[PROBLEM STATEMENT]
An exact copy of the entries is required, with every image omitted.

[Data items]
--------------------------------

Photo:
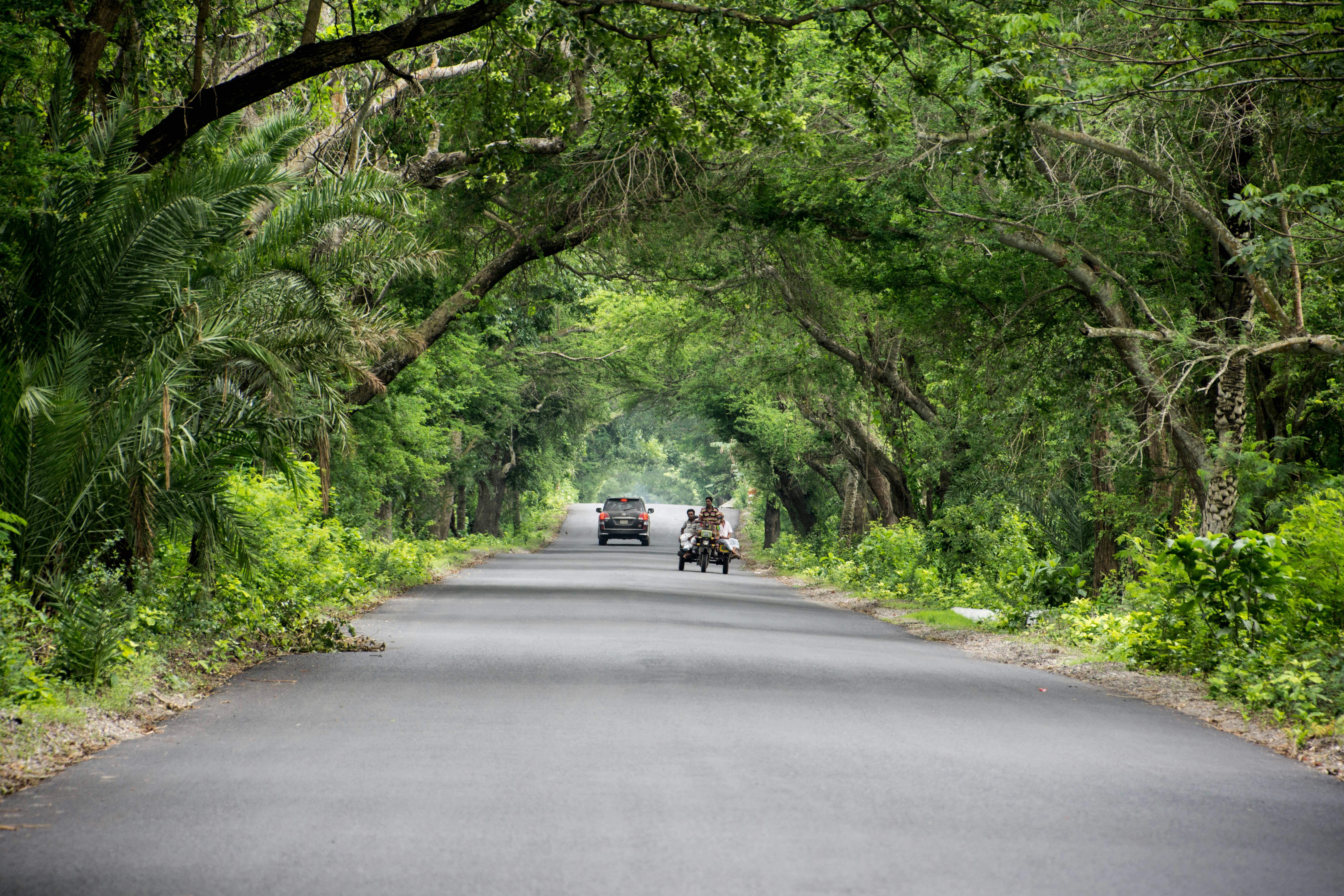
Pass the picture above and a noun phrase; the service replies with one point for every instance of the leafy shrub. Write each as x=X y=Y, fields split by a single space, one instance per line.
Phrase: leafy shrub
x=21 y=679
x=92 y=628
x=1050 y=584
x=980 y=539
x=1236 y=610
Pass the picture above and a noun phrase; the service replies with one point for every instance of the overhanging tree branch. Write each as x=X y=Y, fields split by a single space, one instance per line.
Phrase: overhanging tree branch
x=306 y=62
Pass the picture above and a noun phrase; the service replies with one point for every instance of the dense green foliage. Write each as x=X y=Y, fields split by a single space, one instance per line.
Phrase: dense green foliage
x=1026 y=307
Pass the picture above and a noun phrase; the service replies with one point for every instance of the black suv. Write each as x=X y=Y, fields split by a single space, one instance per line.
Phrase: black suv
x=623 y=519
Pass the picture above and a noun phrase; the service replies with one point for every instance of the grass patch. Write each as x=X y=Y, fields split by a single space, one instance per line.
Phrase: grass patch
x=943 y=618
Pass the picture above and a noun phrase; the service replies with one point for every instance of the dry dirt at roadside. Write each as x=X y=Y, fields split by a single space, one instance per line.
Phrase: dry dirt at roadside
x=1183 y=694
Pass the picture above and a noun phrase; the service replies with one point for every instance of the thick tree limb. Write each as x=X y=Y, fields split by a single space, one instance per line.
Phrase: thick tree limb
x=1193 y=206
x=306 y=155
x=868 y=370
x=540 y=245
x=306 y=62
x=428 y=171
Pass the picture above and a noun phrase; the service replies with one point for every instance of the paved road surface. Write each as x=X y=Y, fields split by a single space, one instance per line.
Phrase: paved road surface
x=588 y=721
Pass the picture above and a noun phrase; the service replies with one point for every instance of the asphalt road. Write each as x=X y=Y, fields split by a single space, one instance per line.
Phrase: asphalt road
x=589 y=721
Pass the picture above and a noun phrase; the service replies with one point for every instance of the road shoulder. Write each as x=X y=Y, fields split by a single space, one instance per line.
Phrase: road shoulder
x=1183 y=694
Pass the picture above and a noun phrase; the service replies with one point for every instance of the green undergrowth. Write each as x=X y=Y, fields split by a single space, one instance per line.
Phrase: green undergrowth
x=943 y=620
x=1257 y=617
x=97 y=640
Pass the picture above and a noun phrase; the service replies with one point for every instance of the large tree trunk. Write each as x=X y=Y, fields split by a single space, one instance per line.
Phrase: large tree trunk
x=385 y=515
x=772 y=522
x=460 y=511
x=88 y=45
x=1104 y=553
x=311 y=19
x=198 y=50
x=826 y=475
x=490 y=503
x=446 y=512
x=1221 y=496
x=854 y=518
x=795 y=500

--------------------------------

[RESULT]
Photo:
Pass the picture above and a noun phrase; the service replies with one point for every instance of the leafy shrub. Write each as x=X y=Y, fields split by a single space, one instance per line.
Phrase: leafy shrub
x=21 y=679
x=92 y=628
x=1050 y=584
x=980 y=539
x=1236 y=610
Pass the picture above and a noun phrase; the service replies with one point for every instance of the overhanging tree branch. Write each as x=X y=Y, fields split by a single space, one instance per line.
Phrase: overhanging tree branch
x=306 y=62
Pass the picture above and a noun phrase; the service replies with one point for every instance of the dense green foliage. Write each as x=X y=Y, fields split by a single space, one instance per line.
Phrase: dense green foliage
x=1026 y=307
Pass the picture above and a noun phrase; the service replies with one point for every instance of the black suv. Write each as x=X y=Y, fields split by a single space, one instance per line.
Phrase: black suv
x=623 y=519
Pass the picture above and a noun phrase; the service replies with one point for every instance of the grass patch. Write each as x=X y=Y, fields split by a single space, one instance per line.
Phrase: grass patch
x=943 y=618
Pass the picture above and a noun phrase; the service replies with one point for every instance of the dry dirt at roadside. Write each as x=X y=Y, fields split by a single space, one instance per line.
Phrase: dry dirt at roadside
x=1183 y=694
Pass the picture above and a noun phrase; the service replies with one point for every instance of the thick tree limb. Write each as x=X y=Y, fields split by a single space, one instance per line.
Phrase: thick tree limb
x=1193 y=206
x=306 y=155
x=868 y=370
x=540 y=245
x=306 y=62
x=428 y=171
Pass the picture above and a noun phrase; the service replies with one point for every instance of the paved road surface. Write each as x=X y=Y, fields split by a single space, one instance per line.
Phrase: paved road surface
x=588 y=721
Pass the picture above and a noun phrase; the service replies with one point for every instance of the asphalt road. Write each as x=X y=Y, fields split by a single space, one instance per line.
Phrase: asphalt road
x=589 y=721
Pass the picture above and a noun phrase; the service replies with one point for every instance of the road shoulder. Write each as x=X y=Y, fields split by a single space, one instance per line.
Phrase: road shoulder
x=1183 y=694
Pass the picture above and a noun phrase; the service replies with one point for every instance of the green undergrowth. Write each as x=X y=Y, fields split by a single space, one instance per line.
Phrase: green undergrowth
x=943 y=620
x=1257 y=617
x=97 y=640
Pass the picture above and a noun phrase; the service replies with one point for every instance of the large tree trunk. Write each as x=X y=Y, fields split by a single space, one instance per line.
Phrase: large tree trunk
x=385 y=515
x=772 y=522
x=460 y=511
x=88 y=45
x=1104 y=553
x=311 y=19
x=198 y=50
x=826 y=475
x=490 y=503
x=446 y=512
x=1221 y=496
x=854 y=518
x=795 y=500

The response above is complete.